>> Start
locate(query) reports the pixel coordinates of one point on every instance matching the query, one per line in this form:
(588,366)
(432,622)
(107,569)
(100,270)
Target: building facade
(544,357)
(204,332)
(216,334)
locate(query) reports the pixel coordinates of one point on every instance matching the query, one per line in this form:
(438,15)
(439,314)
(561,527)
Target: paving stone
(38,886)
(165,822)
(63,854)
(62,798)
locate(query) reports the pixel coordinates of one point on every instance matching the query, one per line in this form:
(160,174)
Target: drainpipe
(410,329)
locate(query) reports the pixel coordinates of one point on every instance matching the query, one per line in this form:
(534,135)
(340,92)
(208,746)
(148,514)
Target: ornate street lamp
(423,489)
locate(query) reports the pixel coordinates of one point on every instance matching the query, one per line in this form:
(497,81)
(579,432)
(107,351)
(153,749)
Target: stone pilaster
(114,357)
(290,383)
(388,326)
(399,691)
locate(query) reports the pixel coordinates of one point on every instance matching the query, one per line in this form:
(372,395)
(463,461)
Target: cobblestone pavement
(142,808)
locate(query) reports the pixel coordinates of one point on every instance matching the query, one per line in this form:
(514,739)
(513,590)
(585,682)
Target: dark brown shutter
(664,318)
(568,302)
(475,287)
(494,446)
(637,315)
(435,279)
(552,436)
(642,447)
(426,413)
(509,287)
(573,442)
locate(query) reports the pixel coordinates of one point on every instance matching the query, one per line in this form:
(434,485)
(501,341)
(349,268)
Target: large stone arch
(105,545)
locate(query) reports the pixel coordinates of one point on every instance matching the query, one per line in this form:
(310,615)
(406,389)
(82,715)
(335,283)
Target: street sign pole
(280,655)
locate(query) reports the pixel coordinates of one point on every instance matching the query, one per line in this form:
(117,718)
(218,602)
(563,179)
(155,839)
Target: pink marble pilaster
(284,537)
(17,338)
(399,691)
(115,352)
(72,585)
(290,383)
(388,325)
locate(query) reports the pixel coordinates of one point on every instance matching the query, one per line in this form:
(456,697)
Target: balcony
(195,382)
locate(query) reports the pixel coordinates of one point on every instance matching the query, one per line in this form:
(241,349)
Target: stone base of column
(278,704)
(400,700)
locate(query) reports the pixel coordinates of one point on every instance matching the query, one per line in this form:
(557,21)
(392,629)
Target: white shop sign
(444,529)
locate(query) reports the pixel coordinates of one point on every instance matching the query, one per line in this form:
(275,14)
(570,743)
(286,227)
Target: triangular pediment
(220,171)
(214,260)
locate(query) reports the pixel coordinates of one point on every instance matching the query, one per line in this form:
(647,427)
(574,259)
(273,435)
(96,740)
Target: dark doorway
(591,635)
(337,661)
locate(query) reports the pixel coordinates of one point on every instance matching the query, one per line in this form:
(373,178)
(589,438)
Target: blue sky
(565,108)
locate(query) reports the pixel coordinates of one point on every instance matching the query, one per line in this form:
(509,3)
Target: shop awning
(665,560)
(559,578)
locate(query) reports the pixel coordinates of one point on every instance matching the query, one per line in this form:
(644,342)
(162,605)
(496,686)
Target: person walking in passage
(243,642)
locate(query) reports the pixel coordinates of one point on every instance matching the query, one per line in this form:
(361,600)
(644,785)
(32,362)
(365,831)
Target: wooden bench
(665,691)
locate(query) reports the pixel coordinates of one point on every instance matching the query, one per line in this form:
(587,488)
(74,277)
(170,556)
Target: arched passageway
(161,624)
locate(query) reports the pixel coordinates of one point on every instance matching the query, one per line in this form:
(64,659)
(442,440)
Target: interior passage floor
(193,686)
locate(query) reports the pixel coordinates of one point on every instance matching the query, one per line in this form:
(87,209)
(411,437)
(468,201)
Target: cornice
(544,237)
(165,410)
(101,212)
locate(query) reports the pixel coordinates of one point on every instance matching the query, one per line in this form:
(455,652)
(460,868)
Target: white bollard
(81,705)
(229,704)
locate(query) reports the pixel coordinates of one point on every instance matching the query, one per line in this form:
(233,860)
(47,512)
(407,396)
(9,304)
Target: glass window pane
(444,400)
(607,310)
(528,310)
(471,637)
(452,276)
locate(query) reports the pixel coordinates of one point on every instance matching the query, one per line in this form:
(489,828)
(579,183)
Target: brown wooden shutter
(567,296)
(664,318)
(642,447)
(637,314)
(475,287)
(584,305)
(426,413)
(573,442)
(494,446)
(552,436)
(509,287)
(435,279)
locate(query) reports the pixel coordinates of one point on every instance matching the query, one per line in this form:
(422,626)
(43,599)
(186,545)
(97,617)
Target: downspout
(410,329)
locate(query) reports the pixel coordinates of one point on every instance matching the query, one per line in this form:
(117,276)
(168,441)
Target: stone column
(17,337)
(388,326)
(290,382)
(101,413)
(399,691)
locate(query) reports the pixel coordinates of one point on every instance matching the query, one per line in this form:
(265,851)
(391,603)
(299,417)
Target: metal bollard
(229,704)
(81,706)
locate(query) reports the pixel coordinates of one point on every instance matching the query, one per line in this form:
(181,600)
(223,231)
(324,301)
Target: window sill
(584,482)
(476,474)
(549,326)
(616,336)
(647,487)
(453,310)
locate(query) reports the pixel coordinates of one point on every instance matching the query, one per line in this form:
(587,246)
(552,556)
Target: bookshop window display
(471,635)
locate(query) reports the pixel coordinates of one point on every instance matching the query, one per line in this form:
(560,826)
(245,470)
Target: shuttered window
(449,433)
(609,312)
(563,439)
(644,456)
>> End
### GIVEN EXERCISE
Return every record, word for word.

### FINAL RESULT
locate(query) reports the pixel coordinates of one point on every instance matching the query, one per line in this form:
(588,366)
(432,622)
(107,569)
(100,270)
Target: building facade
(544,357)
(204,332)
(216,334)
locate(query) reports the pixel coordinates of one point on every instance matching the query, one per line in this form:
(438,15)
(439,314)
(561,527)
Target: paving stone
(38,886)
(165,822)
(63,854)
(62,798)
locate(query) reports the pixel coordinates of one point on every instance matching the query, one per line in this form:
(160,174)
Target: drainpipe
(410,329)
locate(query) reports the pixel coordinates of one point on every instance matching the query, one per line in this form:
(534,135)
(340,92)
(208,746)
(148,514)
Target: ornate street lamp
(423,489)
locate(query) reports the pixel coordinates of one point on every instance matching the query, one per line in this form:
(497,81)
(579,432)
(107,351)
(153,749)
Target: stone pilaster
(114,357)
(290,383)
(388,326)
(399,691)
locate(query) reports the pixel coordinates of one point on every instance matching the query, one per line in this form:
(372,395)
(463,461)
Target: cobblestone pavement
(142,808)
locate(query) reports the pixel coordinates of one point on every instance matching the query, one per line in this form:
(514,739)
(513,590)
(585,682)
Target: dark brown shutter
(664,318)
(568,302)
(475,287)
(494,446)
(637,315)
(435,279)
(552,436)
(642,447)
(426,413)
(509,287)
(573,442)
locate(query) reports the pixel coordinates of one point on every instance matching the query, one per line in this form:
(434,485)
(501,341)
(349,268)
Target: large stone arch
(105,545)
locate(query) reports the pixel coordinates of one point on every instance matching the query, one per line in this form:
(310,615)
(406,389)
(82,715)
(335,283)
Target: street sign pole
(280,655)
locate(query) reports the pixel coordinates of one point on every instance matching the query, one per line in this form:
(117,718)
(218,602)
(563,179)
(155,839)
Target: pink marble pilaster
(284,537)
(17,338)
(399,691)
(115,352)
(72,585)
(290,383)
(388,325)
locate(query) reports the pixel coordinates of one point on every instance matching the query, one per line in this form:
(456,697)
Target: balcony
(195,382)
locate(query) reports the pixel coordinates of one point on every instance matching the query, one per line in this form:
(241,349)
Target: stone base of column
(278,704)
(400,700)
locate(query) reports the pixel coordinates of one point on every instance matching the query, one per line in this form:
(557,21)
(392,629)
Target: white shop sign
(444,529)
locate(query) reports the pixel coordinates of one point on every instance matching the query, one per line in this form:
(275,14)
(570,743)
(286,227)
Target: triangular pediment
(220,171)
(214,260)
locate(query) reports the pixel coordinates of one point on every instance matching the query, one per line in this form:
(647,427)
(574,259)
(273,435)
(96,740)
Target: dark doorway
(591,635)
(337,661)
locate(query) reports the pixel coordinates of one point on every instance matching the query, one per line in this form:
(373,178)
(589,438)
Target: blue sky
(565,108)
locate(query) reports the pixel coordinates of one point on every instance matching the query, one per line in this form:
(509,3)
Target: shop awning
(665,560)
(559,578)
locate(query) reports the pixel coordinates of one point on every instance matching the query, one per line in this form:
(644,342)
(162,605)
(496,686)
Target: person walking in passage
(243,642)
locate(query) reports the pixel coordinates of one point on every instance matching the query, one per line in this form:
(361,600)
(644,785)
(32,362)
(365,831)
Target: wooden bench
(665,691)
locate(query) reports the pixel coordinates of one point on every instance matching the query, one per line in this form:
(587,488)
(74,277)
(170,556)
Target: arched passageway
(161,624)
locate(query) reports the pixel coordinates of one point on every instance matching the query, one per line in this form:
(64,659)
(442,440)
Target: interior passage floor
(193,686)
locate(query) reports the pixel coordinates of one point on every instance matching the query, one per line in this form:
(87,209)
(411,437)
(468,201)
Target: cornice
(544,237)
(165,410)
(101,212)
locate(query) reports the pixel coordinates of one point on every instance matching the query, one per line in this form:
(455,652)
(460,868)
Target: white bollard
(81,705)
(229,704)
locate(query) reports the pixel coordinates of one point on every instance matching the query, one per line in this form:
(233,860)
(47,512)
(407,396)
(9,304)
Target: glass window pane
(444,400)
(607,310)
(528,310)
(471,637)
(452,276)
locate(query) reports the pixel coordinates of one point on every instance matching the query, one per line in this form:
(489,828)
(579,183)
Target: brown wooden shutter
(567,296)
(664,318)
(642,447)
(637,314)
(475,287)
(584,305)
(426,413)
(573,442)
(494,446)
(552,436)
(509,287)
(435,279)
locate(query) reports the pixel coordinates of one point on every instance matching the query, one per line in this form:
(422,626)
(43,599)
(186,545)
(97,617)
Target: downspout
(410,329)
locate(query) reports the pixel coordinates of one point on every instance matching the query, one per line in this form:
(117,276)
(168,441)
Target: stone column
(17,337)
(388,326)
(290,382)
(101,413)
(399,691)
locate(query) reports the pixel coordinates of one point on every instance matching the query, one per line in this form:
(265,851)
(391,603)
(299,417)
Target: metal bollard
(229,704)
(81,706)
locate(query) reports the pixel coordinates of one point on every instance matching the query, one per line in this form:
(181,600)
(223,231)
(324,301)
Target: window sill
(584,482)
(476,474)
(549,326)
(616,336)
(647,487)
(453,310)
locate(query) reports the pixel coordinates of one point on every instance matching the query, one per line in this form:
(587,246)
(552,556)
Target: bookshop window display
(471,635)
locate(query) reports the pixel coordinates of one point on every instance matching the query, one per line in this form:
(560,826)
(245,470)
Target: shuttered window
(449,433)
(609,312)
(563,439)
(644,456)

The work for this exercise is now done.